------ Document extract

[MINC-users] mincaverage -avgdim result header

Peter Neelin peter.neelin at gmail.com
Mon Mar 26 23:02:26 EDT 2012


On Mar 26, 2012 9:27 AM, "Vladimir S. FONOV" <vladimir.fonov at gmail.com>
wrote:
> > The expectation is that if you are
> > going to code at the netcdf level (core minc libraries and anything that
> > talks about dimensions and variables, like mincinfo) you should
understand
> > basic netcdf. It's not really documented in minc because it's
documented in
> > netcdf.
>
> This just blew my brain...
>
> 1. what about minc2 - does one have to use HDF5 calls to work with it?

As I understand it, HDF5 provides a netcdf interface. That's how minc works
with it. Remember, I'm talking about writing code that uses the lowest
level minc. Plus using mincinfo since I took the shortcut of just exposing
a bunch of netcdf calls through it, since netcdf did not provide any
command-line tool. I foolishly exposed low-level stuff to the command-line
through mincreshape as well. Back when I didn't think so much about
encapsulation and abstraction.

------------
------ Supplied information

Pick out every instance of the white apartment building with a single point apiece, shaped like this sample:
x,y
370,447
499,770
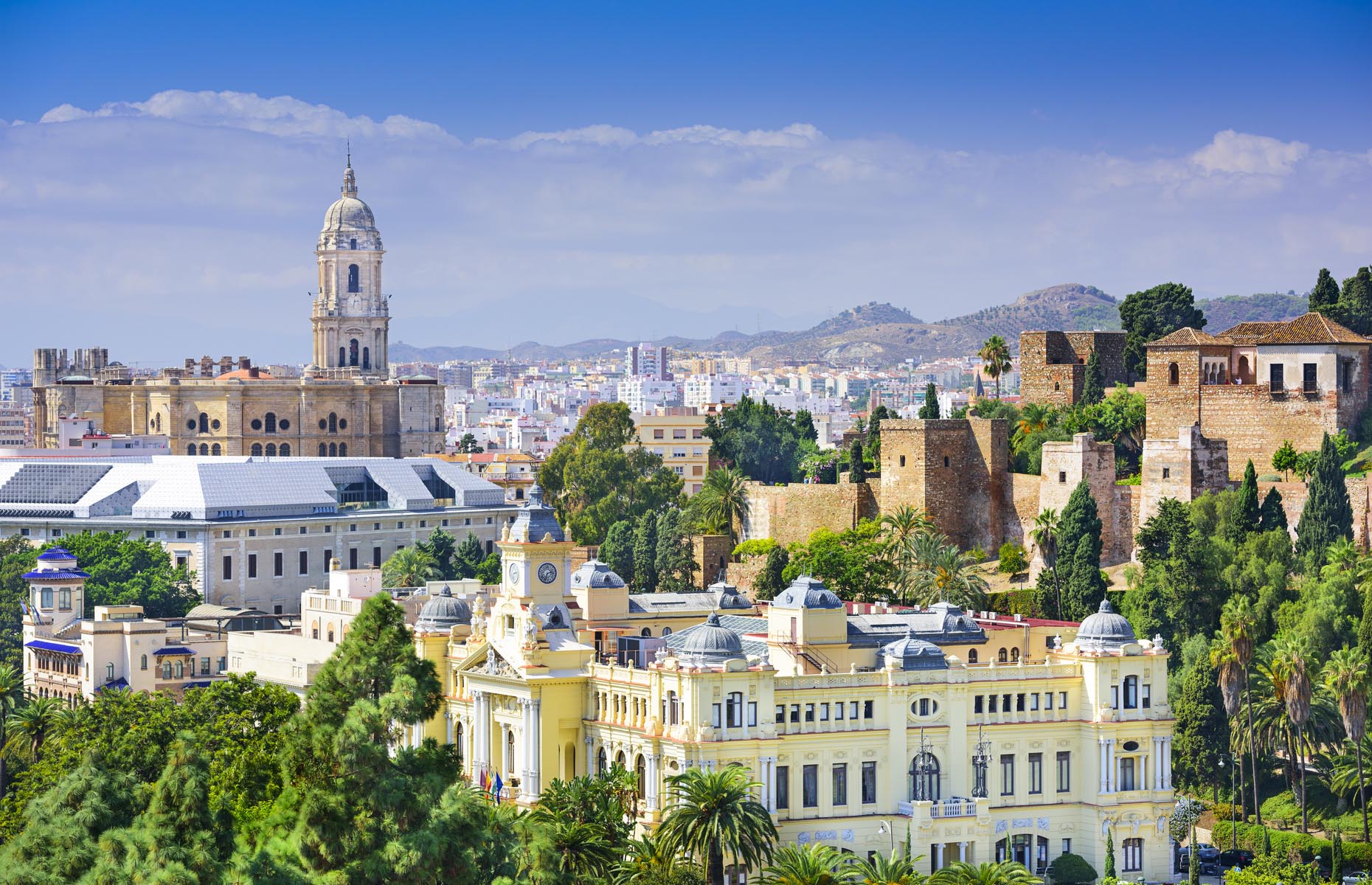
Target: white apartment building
x,y
254,531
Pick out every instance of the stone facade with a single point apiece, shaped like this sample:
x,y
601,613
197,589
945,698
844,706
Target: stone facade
x,y
955,470
343,406
1258,384
794,512
1053,365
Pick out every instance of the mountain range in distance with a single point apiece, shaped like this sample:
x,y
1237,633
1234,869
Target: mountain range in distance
x,y
882,335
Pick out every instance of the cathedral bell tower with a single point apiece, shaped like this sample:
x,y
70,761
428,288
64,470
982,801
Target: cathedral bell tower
x,y
350,314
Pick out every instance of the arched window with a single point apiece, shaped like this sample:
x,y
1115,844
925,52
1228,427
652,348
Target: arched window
x,y
924,778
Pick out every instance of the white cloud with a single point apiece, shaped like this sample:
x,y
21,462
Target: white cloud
x,y
186,224
1241,153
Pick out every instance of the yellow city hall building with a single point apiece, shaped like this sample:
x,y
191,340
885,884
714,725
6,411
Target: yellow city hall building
x,y
981,738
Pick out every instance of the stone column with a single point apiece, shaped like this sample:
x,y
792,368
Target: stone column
x,y
536,759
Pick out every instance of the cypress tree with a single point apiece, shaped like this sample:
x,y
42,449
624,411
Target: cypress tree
x,y
1246,518
1326,293
931,409
645,553
617,550
1327,512
1094,384
1272,513
856,467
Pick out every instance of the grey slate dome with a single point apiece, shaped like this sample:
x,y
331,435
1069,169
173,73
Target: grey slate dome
x,y
1105,629
807,591
596,574
915,653
443,612
729,596
711,644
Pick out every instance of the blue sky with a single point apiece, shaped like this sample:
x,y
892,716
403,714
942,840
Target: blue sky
x,y
941,158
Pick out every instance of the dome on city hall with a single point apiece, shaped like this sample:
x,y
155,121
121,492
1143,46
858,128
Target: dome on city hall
x,y
1105,630
443,612
914,653
711,644
596,575
807,591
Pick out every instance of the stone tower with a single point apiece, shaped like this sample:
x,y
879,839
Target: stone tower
x,y
350,316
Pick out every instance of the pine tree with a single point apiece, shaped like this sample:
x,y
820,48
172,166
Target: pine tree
x,y
856,467
1202,730
929,411
617,550
467,559
1326,293
1272,513
1094,384
1327,515
645,553
676,563
1246,516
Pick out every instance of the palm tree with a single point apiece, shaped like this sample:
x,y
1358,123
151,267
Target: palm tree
x,y
715,814
722,500
646,862
1294,660
881,870
1238,623
814,864
1346,676
995,353
11,695
1046,541
409,569
950,575
29,726
1002,873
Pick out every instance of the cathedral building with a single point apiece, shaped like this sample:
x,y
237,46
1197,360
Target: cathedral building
x,y
344,405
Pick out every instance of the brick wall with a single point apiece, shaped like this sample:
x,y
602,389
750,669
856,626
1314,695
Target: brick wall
x,y
1053,364
955,470
794,511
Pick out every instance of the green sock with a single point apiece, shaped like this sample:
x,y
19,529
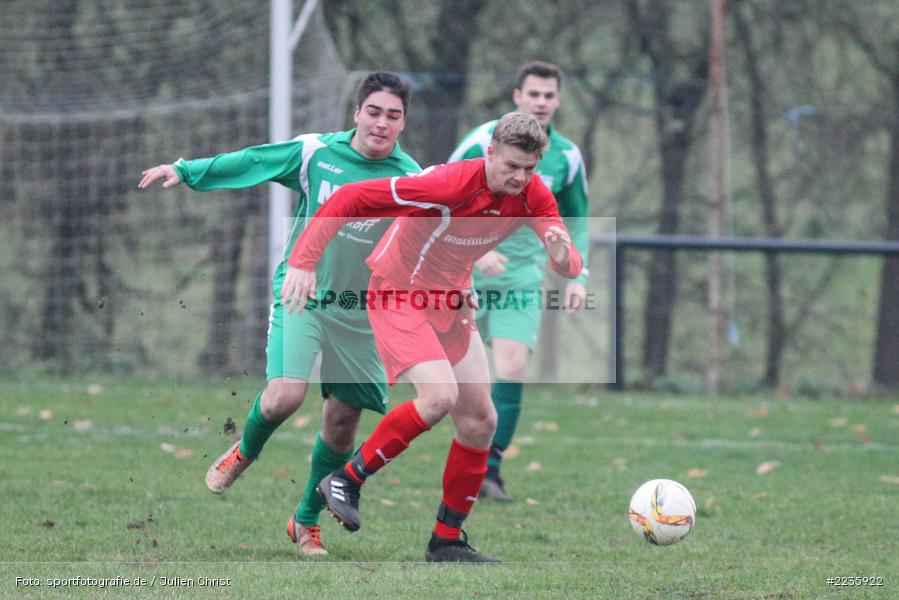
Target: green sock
x,y
324,460
507,400
257,431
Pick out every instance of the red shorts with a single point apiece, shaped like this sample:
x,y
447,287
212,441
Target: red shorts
x,y
406,335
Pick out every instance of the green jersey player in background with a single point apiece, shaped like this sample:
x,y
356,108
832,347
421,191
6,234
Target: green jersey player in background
x,y
518,264
353,378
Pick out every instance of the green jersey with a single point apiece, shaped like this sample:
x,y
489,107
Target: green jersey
x,y
562,170
315,165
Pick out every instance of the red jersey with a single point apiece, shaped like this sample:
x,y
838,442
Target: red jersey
x,y
448,219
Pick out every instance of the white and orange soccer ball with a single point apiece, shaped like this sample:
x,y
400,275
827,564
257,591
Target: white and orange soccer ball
x,y
662,512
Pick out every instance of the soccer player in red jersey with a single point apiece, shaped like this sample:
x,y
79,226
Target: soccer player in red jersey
x,y
449,216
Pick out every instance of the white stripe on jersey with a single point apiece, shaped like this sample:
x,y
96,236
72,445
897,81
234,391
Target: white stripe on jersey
x,y
444,223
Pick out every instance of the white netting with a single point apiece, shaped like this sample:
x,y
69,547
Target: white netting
x,y
94,273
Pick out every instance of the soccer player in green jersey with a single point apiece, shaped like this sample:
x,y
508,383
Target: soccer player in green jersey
x,y
516,267
353,377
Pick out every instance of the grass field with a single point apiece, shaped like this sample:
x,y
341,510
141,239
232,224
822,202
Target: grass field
x,y
105,478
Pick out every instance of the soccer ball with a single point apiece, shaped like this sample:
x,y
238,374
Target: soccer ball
x,y
662,512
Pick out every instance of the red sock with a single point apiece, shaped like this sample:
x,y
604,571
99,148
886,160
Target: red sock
x,y
392,435
462,477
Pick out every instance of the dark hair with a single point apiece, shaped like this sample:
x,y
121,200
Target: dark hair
x,y
539,68
382,81
522,131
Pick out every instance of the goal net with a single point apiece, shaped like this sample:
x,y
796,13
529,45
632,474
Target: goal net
x,y
95,275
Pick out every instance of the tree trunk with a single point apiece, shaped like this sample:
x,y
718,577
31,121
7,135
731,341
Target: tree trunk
x,y
676,102
886,353
62,277
777,332
662,277
226,251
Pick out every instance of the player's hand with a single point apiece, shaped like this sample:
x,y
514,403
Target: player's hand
x,y
166,172
575,296
298,286
558,245
491,264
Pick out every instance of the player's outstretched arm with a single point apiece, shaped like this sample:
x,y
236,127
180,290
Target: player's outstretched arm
x,y
298,286
558,245
165,172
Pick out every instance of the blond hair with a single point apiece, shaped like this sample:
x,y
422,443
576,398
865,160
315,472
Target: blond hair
x,y
522,131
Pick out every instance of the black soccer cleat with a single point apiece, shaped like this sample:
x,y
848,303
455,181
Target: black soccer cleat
x,y
342,497
444,550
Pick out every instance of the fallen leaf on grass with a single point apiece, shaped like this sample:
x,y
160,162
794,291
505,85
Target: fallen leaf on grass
x,y
761,411
767,467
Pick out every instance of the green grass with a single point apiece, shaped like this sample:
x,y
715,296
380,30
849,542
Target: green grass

------------

• _What you need to do_
1/ Reproduce verbatim the part of the MINC mailing-list post starting at "On Mar 26, 2012" and ending at "blew my brain...".
2/ Write the next part of the MINC mailing-list post, picking up after its final sentence.

• _Results in order_
1/
On Mar 26, 2012 9:27 AM, "Vladimir S. FONOV" <vladimir.fonov at gmail.com>
wrote:
> > The expectation is that if you are
> > going to code at the netcdf level (core minc libraries and anything that
> > talks about dimensions and variables, like mincinfo) you should
understand
> > basic netcdf. It's not really documented in minc because it's
documented in
> > netcdf.
>
> This just blew my brain...

2/
> 2. practical observation - most minc users don't  care/read minc API
> documentation. For them it is just another file format, like nifti or
> nrrd. Most of the high-level perl code that I've seen uses system
> calls to minc tools to work with the files. Does it mean that this is
> incorrect approach?

Not at all. It is in fact the right thing to do. Most minc programs are
abstractions on top of low-level minc and netcdf. Mincinfo isn't really.
But I would still suggest that it's worth learning something about the
basic file format if you are going to do anything fancy that tries to grok
the file format. It's sort of like playing with DICOM using dcmtk without
understanding anything about groups, elements, VRs, etc. These are the
basic concepts of the format.

On the other hand, using mincresample or mincaverage or minccalc, you
should mostly be able to ignore a lot of the lower-level stuff.
(Unfortunately, the abstraction is still rather leaky, so you are still
exposed to a lot of the low-level stuff like typing and dimension ordering)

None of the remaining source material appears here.